• **What is being asked**
Copy word for word the part of the listing below that opens with the line containing "of the tree" and closes with the line containing "column 650, row 60", including both of those lines.

↓

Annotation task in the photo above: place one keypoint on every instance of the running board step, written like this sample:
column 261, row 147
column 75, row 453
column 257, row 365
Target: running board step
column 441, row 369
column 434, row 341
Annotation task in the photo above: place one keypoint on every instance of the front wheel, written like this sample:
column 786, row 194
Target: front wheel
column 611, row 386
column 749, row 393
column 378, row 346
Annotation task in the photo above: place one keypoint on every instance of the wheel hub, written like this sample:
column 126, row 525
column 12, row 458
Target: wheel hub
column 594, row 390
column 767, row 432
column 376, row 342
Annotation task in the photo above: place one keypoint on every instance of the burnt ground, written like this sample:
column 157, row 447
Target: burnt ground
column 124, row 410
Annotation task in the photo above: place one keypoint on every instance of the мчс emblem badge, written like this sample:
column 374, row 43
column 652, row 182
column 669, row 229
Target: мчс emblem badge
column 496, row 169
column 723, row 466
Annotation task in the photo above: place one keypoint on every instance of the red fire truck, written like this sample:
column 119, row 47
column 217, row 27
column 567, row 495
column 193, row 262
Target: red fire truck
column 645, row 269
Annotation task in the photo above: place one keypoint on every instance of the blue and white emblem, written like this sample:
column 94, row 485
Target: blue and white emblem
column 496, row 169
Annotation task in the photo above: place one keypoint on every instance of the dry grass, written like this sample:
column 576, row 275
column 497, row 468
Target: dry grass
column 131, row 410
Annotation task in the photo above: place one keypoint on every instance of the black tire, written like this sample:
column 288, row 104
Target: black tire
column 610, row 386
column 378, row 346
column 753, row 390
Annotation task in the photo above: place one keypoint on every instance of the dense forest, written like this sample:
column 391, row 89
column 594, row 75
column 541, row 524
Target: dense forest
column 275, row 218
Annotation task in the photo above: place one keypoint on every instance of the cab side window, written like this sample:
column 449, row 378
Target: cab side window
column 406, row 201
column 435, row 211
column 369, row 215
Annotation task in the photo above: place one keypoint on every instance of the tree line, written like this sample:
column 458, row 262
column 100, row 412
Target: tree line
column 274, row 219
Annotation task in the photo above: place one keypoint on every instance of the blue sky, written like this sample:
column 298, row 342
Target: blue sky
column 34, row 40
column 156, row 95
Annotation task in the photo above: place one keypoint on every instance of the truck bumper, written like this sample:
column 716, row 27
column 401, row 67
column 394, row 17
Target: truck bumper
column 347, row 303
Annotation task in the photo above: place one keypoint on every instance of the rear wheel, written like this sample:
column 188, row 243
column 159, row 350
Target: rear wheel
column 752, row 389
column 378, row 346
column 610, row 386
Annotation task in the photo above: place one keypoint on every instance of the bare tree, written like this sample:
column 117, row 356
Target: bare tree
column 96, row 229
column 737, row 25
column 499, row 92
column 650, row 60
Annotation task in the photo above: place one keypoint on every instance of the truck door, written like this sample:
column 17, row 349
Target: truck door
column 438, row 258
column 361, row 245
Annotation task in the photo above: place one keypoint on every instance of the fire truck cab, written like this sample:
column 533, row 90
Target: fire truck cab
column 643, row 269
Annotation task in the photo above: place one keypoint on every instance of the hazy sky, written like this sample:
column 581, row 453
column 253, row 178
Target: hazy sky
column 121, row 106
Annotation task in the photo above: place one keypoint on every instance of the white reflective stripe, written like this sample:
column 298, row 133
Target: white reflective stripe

↑

• **Result of the exercise**
Annotation task in the photo above: place one keypoint on every instance of the tree line, written like this sample:
column 458, row 262
column 100, row 412
Target: tree line
column 274, row 219
Annotation task in the photo above: place one keypoint on every instance of the blue sky, written like this sample:
column 298, row 342
Target: blue sky
column 34, row 40
column 156, row 95
Annotation task in the photo above: place one keypoint on every instance of the truck bumper, written like this sample:
column 716, row 27
column 401, row 67
column 394, row 17
Target: truck bumper
column 347, row 303
Annotation task in the photo above: place one keypoint on every instance of the rear wheel, written like this sample:
column 188, row 243
column 159, row 350
Target: rear wheel
column 752, row 389
column 378, row 346
column 610, row 386
Annotation task in the photo above: place one keypoint on every instance of the bare tree, written like this sample:
column 117, row 356
Target: bare tree
column 96, row 229
column 737, row 25
column 499, row 92
column 650, row 60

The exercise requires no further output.